**EXERCISE INSTRUCTIONS**.
- A) From the Matsuyamachi-suji text, list every kind of merchandise named in the sentence beginning "Many stores' wares change with the season."
- B) Answer these questions using the Matsuyamachi-suji text:
(i) On what date is Girls' Day?
(ii) How do locals pronounce the name of the stretch of the avenue near the Matsuyamachi subway station?
(iii) Where is Tanika Toy located?
- C) Render this sentence from the Matsuyamachi-suji text in French: "At its western end, Karahori Shotengai terminates on Matsuyamachi-suji."

## BEGIN TEXT SECTION

An old-timey backstreet in the Karahori area.
Chuo Ward
Among several mini-shrines under trees in the middle of streets, Enoki Daimyojin off Nagahori-dori between Tanimachi 6-chome and Matsuyamachi is especially revered by locals.

Land of Dolls and Toys

At its western end, Karahori Shotengai terminates on Matsuyamachi-suji. The stretch of the avenue pronounced locally as “Maccha-machi,” to the north and south of the Matsuyamachi subway station, is the destination for all your doll and toy needs. Even as a shadow of its once-thriving self, the avenue has a fascinating mix of purveyors of high-end traditional dolls (like hina dolls for Girls’ Day on March 3 and gogatsu samurai dolls for Children’s Day, traditionally Boys’ Day, on May 5) and old-fashioned crafts, and dingy shops crammed to the gills with cheap plastic toys and novelties. Many stores’ wares change with the season, and you can get your summer fireworks, Halloween bric-a-brac, and Christmas decorations along with your anime character masks and industrial-size quantities of bouncy balls and rubber duckies.

Chuo Ward
Tanika Toy, on the west side of Matsuyamachi-suji north of Nagahori-dori, is one of the district’s sadly vanishing cheapo emporiums.

## END TEXT SECTION
## BEGIN DATA ROWS

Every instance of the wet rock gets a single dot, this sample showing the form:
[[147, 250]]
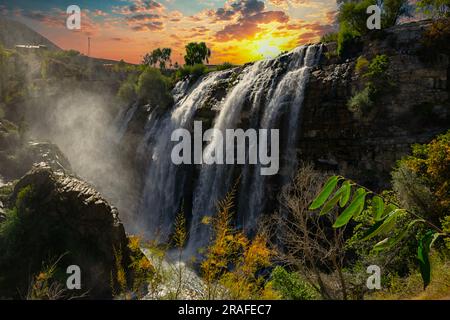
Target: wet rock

## END DATA ROWS
## BEGIN DATA ROWS

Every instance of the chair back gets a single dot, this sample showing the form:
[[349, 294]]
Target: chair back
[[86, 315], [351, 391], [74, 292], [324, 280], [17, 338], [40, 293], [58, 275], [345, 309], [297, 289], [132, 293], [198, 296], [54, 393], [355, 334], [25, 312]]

## END DATA ROWS

**EXPECTED RESULTS**.
- A)
- Summer fireworks
- Halloween bric-a-brac
- Christmas decorations
- Anime character masks
- Bouncy balls
- Rubber duckies

- B)
(i) March 3.
(ii) "Maccha-machi."
(iii) On the west side of Matsuyamachi-suji, north of Nagahori-dori.

- C) À son extrémité ouest, Karahori Shotengai aboutit sur Matsuyamachi-suji.